RECORDS SHOWN |
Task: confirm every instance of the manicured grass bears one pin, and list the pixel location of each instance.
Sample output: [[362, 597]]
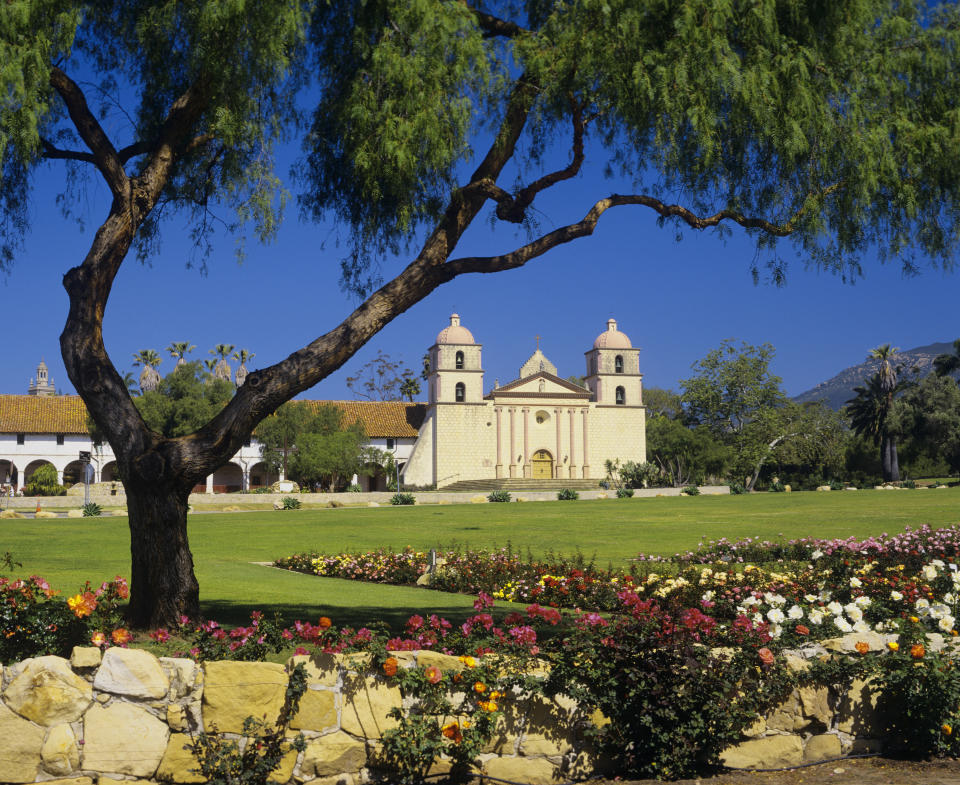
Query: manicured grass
[[68, 552]]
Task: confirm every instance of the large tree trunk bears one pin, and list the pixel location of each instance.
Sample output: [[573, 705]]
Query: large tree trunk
[[162, 579]]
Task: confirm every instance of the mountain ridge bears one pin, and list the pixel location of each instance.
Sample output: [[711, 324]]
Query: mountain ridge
[[838, 389]]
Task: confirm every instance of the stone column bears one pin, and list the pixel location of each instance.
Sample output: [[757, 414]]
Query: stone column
[[499, 468], [513, 441], [558, 471], [527, 468], [586, 448]]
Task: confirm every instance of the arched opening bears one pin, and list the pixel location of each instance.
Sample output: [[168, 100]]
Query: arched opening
[[542, 464], [8, 475], [31, 468], [73, 473], [228, 479], [262, 476]]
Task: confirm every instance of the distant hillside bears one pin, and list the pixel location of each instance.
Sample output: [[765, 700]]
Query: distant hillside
[[838, 390]]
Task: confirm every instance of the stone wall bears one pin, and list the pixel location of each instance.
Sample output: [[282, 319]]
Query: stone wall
[[125, 716]]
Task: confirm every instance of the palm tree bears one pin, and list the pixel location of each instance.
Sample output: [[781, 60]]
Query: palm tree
[[243, 356], [945, 364], [870, 410], [149, 376], [222, 369], [179, 350]]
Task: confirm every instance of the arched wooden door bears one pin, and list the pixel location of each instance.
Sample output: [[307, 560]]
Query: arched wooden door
[[542, 465]]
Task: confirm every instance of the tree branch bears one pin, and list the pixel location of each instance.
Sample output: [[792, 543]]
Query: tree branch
[[105, 156]]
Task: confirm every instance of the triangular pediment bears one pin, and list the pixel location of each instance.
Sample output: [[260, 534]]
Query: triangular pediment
[[540, 384]]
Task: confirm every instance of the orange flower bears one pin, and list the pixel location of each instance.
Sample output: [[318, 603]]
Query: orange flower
[[120, 636], [83, 604], [452, 731], [390, 666]]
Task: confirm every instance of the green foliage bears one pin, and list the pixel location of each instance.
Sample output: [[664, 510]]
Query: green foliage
[[221, 760], [185, 399], [44, 482]]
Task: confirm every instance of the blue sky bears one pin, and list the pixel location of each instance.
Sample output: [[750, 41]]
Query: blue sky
[[675, 299]]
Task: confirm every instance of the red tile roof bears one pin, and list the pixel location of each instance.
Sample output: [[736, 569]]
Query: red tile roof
[[67, 414]]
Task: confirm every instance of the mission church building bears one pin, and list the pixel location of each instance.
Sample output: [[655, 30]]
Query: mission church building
[[539, 426]]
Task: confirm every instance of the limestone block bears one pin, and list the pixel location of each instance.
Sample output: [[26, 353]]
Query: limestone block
[[815, 702], [534, 771], [322, 669], [20, 743], [85, 657], [59, 752], [445, 662], [366, 704], [334, 754], [184, 675], [318, 711], [788, 716], [178, 760], [132, 672], [233, 691], [123, 738], [857, 711], [821, 748], [770, 752], [48, 692]]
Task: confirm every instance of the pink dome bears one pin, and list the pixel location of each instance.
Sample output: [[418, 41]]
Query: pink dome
[[455, 333], [612, 338]]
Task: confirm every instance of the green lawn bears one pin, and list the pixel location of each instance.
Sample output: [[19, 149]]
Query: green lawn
[[68, 552]]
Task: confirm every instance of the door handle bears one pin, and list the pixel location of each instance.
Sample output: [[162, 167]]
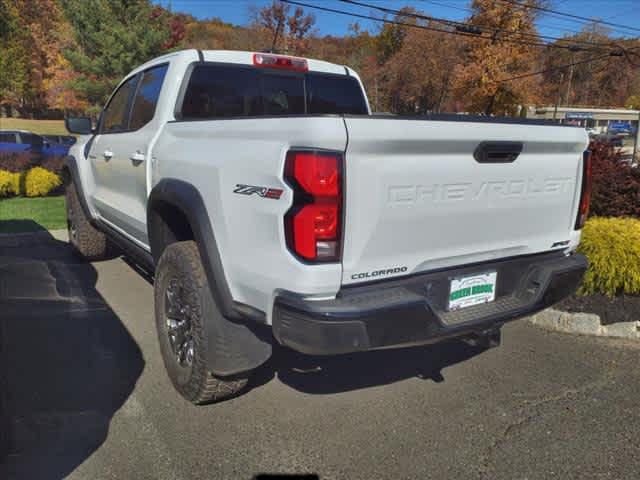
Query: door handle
[[137, 158]]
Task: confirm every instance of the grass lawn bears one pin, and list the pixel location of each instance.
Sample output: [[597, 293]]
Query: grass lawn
[[43, 127], [32, 214]]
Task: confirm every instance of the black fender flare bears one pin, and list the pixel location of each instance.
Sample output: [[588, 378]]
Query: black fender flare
[[70, 174], [238, 342]]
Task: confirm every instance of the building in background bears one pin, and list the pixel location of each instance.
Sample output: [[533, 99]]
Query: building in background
[[599, 120], [614, 123]]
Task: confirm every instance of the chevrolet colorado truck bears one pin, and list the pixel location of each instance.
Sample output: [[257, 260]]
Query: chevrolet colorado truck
[[271, 206]]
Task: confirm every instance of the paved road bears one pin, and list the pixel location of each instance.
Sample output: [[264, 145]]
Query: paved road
[[90, 398]]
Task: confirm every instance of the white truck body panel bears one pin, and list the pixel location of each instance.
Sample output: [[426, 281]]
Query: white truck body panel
[[417, 198], [250, 230]]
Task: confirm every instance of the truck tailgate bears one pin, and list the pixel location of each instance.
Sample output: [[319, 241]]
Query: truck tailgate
[[417, 199]]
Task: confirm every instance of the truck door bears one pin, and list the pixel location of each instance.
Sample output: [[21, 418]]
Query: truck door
[[119, 153]]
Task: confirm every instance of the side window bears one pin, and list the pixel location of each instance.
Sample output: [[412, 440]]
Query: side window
[[144, 105], [217, 91], [116, 115]]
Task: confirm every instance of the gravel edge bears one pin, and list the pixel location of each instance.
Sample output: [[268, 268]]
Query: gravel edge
[[584, 324]]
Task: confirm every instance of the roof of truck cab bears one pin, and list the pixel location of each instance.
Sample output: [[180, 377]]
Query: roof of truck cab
[[240, 58]]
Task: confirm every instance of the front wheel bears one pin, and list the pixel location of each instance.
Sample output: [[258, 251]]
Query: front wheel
[[183, 302]]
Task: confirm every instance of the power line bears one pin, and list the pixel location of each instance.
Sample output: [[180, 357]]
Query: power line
[[430, 28], [562, 28], [562, 67], [457, 24], [570, 15]]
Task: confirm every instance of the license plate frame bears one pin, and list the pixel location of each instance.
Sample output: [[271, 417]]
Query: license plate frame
[[470, 290]]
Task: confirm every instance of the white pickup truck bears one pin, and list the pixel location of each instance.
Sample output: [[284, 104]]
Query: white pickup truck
[[271, 206]]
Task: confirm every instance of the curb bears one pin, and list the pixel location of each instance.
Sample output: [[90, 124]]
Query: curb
[[584, 324], [32, 238]]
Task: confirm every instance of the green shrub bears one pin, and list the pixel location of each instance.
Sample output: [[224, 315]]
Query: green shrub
[[9, 183], [39, 182], [612, 246]]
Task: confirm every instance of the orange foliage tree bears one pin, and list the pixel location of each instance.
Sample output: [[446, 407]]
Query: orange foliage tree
[[479, 81]]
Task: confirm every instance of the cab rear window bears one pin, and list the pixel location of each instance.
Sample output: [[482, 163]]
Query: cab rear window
[[221, 91]]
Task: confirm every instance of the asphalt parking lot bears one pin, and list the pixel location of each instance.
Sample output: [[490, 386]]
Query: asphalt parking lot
[[89, 398]]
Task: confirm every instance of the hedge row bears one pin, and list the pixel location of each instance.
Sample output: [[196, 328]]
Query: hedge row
[[36, 182], [24, 174], [21, 162], [616, 185], [612, 246]]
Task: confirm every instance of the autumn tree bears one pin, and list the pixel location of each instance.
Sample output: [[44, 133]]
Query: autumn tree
[[34, 36], [113, 37], [606, 81], [13, 56], [481, 80], [418, 76], [288, 32]]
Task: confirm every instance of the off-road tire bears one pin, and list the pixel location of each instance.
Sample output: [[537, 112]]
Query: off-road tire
[[89, 242], [180, 263]]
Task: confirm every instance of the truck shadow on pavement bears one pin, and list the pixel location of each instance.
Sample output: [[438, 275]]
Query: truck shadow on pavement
[[69, 362]]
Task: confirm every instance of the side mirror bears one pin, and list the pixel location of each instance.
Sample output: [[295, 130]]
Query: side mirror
[[79, 125]]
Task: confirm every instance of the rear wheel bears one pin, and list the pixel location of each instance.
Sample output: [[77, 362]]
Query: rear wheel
[[84, 237], [183, 302]]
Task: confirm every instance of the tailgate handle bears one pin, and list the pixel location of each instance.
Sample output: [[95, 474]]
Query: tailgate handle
[[497, 152]]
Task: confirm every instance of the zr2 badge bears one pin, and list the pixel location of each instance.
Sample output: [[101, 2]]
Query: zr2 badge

DIRECTIONS | What lines of the data contain the string "badge"? List them.

WRITTEN RESPONSE |
Task: confirm every instance of the zr2 badge bears one pin, and list the pixel location of each instance.
Query: zr2 badge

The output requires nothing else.